# [Given request 1]
Copy the passage on La serva padrona from "La serva padrona, or" up to and including "in their seats.", word for word.

# [Text section]
La serva padrona, or The Maid Turned Mistress, is a 1733 intermezzo by Giovanni Battista Pergolesi (1710–1736) to a libretto by Gennaro Federico, after the play by Jacopo Angello Nelli. It is some 40 minutes long, in two parts without overture, and was written as light-hearted staged entertainment between the acts of Pergolesi's serious opera Il prigionier superbo. More specifically each of the two parts, set in the same dressing room, played during an intermission of the three-act opera to amuse people who remained in their seats. 

Federico's libretto was also set by Giovanni Paisiello, in 1781.

Performance history
La serva padrona and the opera seria it punctuates were premiered at the Teatro San Bartolomeo on 6 September 1733, the first performances there after an earthquake the previous year in Naples had closed all theatres. Both were written for the birthday of Holy Roman Empress Elisabeth Christine of Brunswick-Wolfenbüttel a few days earlier.

Il prigioniero superbo was unsuccessful in its day but has been staged in the composer's home town of Jesi several times and recorded there in 1997, 1998 and 2009, being filmed during the latter year. But La serva padrona was an immediate hit and became its own stand-alone work. Audiences found it appealing for its relatable characters: wily maid versus aging master. More significantly it became a model for the opera buffa genre and a quintessential piece bridging the Baroque and the Classical periods. With a new finale its French version provided the catalyst for the infamous Querelle des Bouffons.

Roles

Synopsis

Part 1 – dressing room

Uberto, an elderly bachelor, is angry and impatient with his maidservant, Serpina, because she has not brought him his chocolate today. Serpina has become so arrogant that she thinks she is the mistress of the household. Indeed, when Uberto calls for his hat, wig and coat, Serpina forbids him from leaving the house, adding that from then on he will have to obey her orders. Uberto thereupon orders Vespone to find him a woman to marry so that he can rid himself of Serpina.

# [Data excerpts]

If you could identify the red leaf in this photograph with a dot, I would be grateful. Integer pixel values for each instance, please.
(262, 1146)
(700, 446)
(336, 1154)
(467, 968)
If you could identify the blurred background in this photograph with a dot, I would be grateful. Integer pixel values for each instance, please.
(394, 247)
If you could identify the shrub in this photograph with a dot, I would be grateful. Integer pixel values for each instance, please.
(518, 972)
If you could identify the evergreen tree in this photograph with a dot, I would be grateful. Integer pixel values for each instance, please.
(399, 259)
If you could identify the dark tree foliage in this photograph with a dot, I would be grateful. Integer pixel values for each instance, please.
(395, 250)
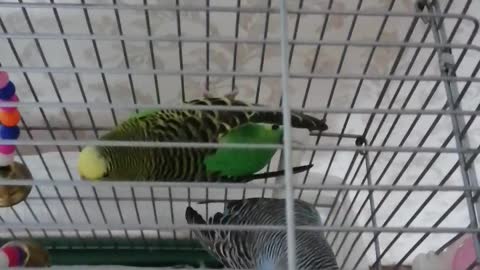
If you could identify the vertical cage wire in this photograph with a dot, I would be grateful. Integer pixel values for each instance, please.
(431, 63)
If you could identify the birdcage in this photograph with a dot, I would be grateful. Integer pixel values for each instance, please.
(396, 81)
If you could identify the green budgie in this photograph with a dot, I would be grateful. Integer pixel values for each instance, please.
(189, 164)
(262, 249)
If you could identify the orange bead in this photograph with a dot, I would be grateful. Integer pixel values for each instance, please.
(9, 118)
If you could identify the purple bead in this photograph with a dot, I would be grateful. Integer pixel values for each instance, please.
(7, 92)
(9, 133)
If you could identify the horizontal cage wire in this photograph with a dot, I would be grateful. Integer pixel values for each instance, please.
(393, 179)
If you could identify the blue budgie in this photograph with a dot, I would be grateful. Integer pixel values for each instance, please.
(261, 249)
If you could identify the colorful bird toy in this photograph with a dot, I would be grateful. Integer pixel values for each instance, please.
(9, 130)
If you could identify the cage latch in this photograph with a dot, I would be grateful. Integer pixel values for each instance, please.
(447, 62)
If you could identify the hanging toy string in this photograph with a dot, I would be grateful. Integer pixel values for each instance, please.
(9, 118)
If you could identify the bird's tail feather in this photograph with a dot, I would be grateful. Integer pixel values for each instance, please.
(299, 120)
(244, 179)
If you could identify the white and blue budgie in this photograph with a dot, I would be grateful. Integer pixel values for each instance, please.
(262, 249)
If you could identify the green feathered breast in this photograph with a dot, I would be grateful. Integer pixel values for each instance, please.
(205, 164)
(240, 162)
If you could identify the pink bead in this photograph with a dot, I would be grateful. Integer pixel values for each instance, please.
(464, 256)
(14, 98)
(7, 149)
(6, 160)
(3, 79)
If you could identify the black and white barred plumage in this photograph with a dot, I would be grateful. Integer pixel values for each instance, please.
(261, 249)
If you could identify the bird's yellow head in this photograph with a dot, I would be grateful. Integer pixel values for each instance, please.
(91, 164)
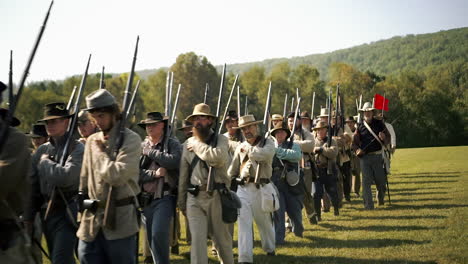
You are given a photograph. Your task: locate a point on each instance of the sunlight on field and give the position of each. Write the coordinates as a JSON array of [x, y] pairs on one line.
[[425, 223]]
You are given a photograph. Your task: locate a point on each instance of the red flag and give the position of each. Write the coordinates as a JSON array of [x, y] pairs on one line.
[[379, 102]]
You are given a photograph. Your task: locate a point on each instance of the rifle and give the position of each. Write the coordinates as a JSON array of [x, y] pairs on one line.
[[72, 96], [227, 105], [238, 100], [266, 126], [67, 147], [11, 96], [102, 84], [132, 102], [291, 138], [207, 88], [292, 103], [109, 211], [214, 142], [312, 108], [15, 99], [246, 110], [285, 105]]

==

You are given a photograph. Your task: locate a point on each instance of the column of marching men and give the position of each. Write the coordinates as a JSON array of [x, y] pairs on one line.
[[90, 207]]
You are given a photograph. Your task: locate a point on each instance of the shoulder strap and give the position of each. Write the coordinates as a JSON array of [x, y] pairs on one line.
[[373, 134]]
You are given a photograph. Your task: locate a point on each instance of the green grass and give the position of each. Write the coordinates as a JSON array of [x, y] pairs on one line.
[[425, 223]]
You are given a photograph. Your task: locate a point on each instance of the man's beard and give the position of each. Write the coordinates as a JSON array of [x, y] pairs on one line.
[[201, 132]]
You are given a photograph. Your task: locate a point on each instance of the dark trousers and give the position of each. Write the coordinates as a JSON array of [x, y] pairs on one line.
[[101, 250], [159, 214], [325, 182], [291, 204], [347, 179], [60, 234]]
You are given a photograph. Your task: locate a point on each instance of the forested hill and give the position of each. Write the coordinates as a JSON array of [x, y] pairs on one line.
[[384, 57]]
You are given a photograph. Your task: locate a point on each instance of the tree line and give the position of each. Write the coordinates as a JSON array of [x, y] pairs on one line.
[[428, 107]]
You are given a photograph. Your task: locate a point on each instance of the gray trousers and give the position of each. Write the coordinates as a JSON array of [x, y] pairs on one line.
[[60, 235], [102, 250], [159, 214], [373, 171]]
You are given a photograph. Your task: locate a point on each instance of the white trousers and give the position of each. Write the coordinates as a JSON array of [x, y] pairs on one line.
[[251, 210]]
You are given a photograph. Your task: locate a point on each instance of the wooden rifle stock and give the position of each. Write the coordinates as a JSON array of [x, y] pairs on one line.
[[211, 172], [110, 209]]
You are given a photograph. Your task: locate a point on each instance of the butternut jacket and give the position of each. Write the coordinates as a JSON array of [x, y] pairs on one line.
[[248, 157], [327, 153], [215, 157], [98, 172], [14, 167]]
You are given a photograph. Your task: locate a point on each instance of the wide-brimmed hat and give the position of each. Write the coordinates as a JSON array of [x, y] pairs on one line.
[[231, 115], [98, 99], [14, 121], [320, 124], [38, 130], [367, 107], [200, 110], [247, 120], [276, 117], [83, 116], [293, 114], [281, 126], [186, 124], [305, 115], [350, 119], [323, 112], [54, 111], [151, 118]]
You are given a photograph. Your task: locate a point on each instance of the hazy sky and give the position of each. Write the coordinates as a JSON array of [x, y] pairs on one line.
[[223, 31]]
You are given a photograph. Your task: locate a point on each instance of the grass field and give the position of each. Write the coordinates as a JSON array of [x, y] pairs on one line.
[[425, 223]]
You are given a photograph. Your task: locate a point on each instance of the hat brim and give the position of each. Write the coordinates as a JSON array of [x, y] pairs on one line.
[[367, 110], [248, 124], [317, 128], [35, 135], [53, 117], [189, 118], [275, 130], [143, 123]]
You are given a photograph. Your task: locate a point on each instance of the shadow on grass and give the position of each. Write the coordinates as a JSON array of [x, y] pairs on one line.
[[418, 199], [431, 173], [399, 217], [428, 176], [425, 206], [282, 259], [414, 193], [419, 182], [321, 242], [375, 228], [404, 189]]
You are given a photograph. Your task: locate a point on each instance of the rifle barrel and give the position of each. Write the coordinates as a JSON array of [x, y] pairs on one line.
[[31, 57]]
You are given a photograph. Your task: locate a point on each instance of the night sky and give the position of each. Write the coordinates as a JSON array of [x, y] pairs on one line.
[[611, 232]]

# [Given request 2]
Rewrite the records from the line with "the red flag" up to and including the line with "[[379, 102]]", changing "coordinates" to "locations" and keeping everything else the same. Return only those lines.

# [Complete response 1]
La serva padrona, or The Maid Turned Mistress, is a 1733 intermezzo by Giovanni Battista Pergolesi (1710–1736) to a libretto by Gennaro Federico, after the play by Jacopo Angello Nelli. It is some 40 minutes long, in two parts without overture, and was written as light-hearted staged entertainment between the acts of Pergolesi's serious opera Il prigionier superbo. More specifically each of the two parts, set in the same dressing room, played during an intermission of the three-act opera to amuse people who remained in their seats.

# [Complete response 2]
You are given a photograph. Your task: locate a point on each instance of the red flag and give the position of each. Write the locations as a JSON array of [x, y] pairs on one line.
[[379, 102]]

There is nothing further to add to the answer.